◆ Data to process:

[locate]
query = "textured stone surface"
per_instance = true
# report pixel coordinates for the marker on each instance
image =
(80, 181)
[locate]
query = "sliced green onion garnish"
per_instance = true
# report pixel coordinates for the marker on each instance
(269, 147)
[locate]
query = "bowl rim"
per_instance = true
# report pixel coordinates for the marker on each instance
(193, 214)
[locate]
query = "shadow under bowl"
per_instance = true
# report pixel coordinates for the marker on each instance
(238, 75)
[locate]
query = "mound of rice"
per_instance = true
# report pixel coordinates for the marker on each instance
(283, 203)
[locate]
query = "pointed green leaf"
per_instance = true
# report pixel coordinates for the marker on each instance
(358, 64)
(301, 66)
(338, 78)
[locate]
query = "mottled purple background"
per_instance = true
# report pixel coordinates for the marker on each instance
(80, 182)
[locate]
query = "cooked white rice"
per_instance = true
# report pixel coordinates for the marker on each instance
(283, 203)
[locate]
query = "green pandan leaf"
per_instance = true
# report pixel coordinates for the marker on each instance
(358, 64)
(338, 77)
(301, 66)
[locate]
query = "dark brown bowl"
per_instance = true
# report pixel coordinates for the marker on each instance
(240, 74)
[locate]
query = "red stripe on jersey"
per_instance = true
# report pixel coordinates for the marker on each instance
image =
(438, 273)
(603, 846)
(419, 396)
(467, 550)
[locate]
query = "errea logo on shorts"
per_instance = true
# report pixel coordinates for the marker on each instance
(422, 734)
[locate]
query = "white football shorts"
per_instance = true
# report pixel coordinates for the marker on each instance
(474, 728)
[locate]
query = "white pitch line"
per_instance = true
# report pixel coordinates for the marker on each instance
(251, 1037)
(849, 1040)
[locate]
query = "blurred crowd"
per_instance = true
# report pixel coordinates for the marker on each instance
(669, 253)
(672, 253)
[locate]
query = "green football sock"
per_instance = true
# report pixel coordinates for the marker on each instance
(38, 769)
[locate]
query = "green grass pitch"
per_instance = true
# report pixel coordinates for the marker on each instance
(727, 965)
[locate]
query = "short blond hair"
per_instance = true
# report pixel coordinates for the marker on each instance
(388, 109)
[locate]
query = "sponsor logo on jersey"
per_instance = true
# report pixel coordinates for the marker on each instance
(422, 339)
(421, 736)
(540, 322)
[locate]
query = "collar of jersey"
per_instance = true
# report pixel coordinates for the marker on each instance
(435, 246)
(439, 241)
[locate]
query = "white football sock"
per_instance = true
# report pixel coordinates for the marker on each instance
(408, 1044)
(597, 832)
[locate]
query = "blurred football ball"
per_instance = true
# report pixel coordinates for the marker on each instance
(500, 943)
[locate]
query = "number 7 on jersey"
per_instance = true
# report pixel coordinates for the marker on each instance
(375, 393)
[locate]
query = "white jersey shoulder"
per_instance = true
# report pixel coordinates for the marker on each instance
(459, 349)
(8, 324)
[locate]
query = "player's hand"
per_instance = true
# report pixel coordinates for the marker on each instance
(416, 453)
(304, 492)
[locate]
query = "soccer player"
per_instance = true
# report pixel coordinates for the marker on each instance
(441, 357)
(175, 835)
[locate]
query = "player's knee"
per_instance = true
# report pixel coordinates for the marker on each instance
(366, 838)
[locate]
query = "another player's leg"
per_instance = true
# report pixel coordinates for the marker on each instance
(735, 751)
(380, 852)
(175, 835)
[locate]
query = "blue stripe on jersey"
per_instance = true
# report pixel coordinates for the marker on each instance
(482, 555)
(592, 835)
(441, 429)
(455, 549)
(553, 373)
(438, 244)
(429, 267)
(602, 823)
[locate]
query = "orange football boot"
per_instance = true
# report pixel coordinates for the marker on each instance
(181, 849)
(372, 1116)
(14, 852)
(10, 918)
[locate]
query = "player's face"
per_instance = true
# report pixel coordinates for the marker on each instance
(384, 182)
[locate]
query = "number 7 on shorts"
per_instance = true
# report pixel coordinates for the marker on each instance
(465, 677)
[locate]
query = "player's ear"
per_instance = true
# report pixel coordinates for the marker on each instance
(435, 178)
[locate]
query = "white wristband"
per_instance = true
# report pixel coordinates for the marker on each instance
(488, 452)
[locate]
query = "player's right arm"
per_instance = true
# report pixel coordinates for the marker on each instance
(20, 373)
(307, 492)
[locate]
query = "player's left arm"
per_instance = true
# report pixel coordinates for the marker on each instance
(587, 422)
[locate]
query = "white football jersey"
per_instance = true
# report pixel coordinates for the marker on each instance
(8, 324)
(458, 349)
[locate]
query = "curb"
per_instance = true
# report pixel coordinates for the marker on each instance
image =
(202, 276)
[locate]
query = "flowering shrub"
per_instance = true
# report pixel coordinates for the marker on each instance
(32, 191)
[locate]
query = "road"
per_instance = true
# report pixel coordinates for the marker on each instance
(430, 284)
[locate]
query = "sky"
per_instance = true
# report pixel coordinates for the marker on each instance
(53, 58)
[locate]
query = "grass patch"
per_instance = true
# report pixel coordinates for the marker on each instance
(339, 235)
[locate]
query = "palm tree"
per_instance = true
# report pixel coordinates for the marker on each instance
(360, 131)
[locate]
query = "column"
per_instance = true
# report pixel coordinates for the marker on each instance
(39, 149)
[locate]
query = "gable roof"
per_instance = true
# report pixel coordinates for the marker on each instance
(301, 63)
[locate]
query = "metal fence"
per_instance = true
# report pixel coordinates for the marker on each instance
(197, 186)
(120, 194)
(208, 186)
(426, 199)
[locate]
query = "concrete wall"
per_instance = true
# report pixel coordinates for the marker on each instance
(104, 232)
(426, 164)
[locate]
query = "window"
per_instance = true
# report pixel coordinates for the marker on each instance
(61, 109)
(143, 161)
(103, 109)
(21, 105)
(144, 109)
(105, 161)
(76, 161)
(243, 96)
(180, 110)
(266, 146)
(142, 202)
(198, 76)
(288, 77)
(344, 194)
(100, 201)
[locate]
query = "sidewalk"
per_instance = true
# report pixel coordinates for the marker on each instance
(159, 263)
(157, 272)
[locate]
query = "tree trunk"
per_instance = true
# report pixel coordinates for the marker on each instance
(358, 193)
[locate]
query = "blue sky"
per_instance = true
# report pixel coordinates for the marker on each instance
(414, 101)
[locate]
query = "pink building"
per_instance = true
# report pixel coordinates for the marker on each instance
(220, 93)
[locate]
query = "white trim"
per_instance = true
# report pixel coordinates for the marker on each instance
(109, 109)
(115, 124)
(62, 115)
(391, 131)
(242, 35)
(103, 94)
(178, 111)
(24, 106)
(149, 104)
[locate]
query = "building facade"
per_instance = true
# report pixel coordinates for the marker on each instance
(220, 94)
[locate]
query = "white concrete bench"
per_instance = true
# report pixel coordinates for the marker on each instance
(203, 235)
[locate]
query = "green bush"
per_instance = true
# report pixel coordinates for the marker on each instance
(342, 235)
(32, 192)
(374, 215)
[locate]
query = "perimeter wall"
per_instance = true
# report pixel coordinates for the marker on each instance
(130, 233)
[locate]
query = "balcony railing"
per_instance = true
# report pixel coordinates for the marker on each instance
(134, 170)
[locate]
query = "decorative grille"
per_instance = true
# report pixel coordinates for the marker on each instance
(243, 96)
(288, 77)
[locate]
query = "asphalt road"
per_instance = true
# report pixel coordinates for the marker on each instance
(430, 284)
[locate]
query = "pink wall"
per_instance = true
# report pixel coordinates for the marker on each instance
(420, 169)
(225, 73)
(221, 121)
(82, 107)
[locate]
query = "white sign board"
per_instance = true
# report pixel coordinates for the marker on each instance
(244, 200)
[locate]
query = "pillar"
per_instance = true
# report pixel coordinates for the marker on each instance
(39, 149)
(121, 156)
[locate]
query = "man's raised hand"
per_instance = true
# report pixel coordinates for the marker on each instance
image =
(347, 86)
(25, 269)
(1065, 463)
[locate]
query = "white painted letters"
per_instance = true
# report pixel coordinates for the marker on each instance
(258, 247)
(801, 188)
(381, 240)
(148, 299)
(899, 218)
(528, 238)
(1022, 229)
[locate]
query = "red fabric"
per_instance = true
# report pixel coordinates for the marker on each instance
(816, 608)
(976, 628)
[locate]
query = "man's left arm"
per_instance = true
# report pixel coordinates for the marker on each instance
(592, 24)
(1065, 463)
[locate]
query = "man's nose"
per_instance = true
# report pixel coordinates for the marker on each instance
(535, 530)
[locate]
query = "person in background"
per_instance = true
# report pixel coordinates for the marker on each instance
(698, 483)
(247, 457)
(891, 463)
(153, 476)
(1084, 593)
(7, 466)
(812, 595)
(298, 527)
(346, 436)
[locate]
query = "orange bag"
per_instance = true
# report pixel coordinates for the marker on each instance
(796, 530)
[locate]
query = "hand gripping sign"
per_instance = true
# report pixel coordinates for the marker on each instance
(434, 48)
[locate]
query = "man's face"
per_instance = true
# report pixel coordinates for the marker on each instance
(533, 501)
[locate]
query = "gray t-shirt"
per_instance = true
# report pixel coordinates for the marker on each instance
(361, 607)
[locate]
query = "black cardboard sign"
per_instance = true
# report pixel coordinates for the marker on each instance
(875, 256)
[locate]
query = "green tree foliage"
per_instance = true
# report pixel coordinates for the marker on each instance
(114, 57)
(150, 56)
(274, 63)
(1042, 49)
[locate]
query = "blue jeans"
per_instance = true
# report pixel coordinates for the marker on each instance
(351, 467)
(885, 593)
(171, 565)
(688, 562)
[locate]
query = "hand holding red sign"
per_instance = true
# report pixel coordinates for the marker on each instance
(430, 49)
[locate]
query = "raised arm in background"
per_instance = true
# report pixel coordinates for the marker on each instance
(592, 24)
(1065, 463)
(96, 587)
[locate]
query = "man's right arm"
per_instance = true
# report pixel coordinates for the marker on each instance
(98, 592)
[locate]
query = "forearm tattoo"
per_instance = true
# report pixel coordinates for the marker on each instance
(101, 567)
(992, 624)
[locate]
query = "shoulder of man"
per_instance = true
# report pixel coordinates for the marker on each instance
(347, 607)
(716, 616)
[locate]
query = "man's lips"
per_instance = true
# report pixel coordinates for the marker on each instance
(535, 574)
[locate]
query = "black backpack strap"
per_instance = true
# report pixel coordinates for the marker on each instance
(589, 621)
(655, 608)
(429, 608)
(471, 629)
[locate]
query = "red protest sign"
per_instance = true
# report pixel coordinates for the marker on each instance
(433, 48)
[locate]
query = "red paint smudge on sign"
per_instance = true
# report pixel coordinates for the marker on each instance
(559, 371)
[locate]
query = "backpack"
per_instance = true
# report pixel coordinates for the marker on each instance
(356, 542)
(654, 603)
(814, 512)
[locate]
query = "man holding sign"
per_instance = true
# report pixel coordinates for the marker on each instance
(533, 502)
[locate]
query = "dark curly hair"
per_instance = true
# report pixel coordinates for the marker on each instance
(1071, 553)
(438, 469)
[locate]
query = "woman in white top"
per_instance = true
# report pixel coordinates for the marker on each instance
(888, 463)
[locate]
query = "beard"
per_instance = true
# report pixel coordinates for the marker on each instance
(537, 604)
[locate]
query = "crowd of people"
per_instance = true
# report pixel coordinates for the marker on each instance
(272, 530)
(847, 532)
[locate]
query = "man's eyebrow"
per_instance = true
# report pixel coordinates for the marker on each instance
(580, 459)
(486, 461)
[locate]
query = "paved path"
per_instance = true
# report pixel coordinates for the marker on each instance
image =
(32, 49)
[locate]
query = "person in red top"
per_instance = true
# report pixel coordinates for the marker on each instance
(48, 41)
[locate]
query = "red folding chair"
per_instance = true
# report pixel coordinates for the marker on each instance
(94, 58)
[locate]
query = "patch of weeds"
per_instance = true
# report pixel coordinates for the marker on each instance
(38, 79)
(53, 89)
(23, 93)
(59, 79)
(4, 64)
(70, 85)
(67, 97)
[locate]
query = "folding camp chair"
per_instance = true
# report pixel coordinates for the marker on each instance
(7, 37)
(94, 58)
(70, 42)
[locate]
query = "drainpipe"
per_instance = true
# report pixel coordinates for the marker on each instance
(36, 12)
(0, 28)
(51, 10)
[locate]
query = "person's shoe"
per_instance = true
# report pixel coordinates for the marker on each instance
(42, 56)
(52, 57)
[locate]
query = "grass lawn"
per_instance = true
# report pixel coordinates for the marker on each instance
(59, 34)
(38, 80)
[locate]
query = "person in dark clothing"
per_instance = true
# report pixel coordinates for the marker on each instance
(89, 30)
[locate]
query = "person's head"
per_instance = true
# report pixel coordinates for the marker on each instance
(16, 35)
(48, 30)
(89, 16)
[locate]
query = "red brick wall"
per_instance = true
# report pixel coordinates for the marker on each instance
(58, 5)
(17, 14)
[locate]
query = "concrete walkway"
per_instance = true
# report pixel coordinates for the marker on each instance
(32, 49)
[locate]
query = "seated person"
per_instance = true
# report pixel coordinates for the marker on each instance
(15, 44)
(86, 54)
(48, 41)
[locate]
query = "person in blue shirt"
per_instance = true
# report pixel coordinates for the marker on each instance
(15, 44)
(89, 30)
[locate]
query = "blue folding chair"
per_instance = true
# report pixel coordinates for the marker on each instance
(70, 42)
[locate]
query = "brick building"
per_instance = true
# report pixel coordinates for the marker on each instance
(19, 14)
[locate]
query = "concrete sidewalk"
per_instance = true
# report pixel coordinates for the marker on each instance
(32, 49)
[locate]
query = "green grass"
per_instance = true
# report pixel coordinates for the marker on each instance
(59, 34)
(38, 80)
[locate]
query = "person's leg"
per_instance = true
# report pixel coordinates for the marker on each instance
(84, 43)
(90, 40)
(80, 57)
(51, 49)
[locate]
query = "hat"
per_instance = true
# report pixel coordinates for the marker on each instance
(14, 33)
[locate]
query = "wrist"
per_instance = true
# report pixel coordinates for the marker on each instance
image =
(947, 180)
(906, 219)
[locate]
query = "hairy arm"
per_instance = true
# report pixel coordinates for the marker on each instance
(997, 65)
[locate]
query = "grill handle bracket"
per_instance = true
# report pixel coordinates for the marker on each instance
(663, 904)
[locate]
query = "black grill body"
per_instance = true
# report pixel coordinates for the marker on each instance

◆ Exercise requirements:
How many lines above contain "white"? Upper and lower case must match, and the reply should be only the number.

◆ Final result:
12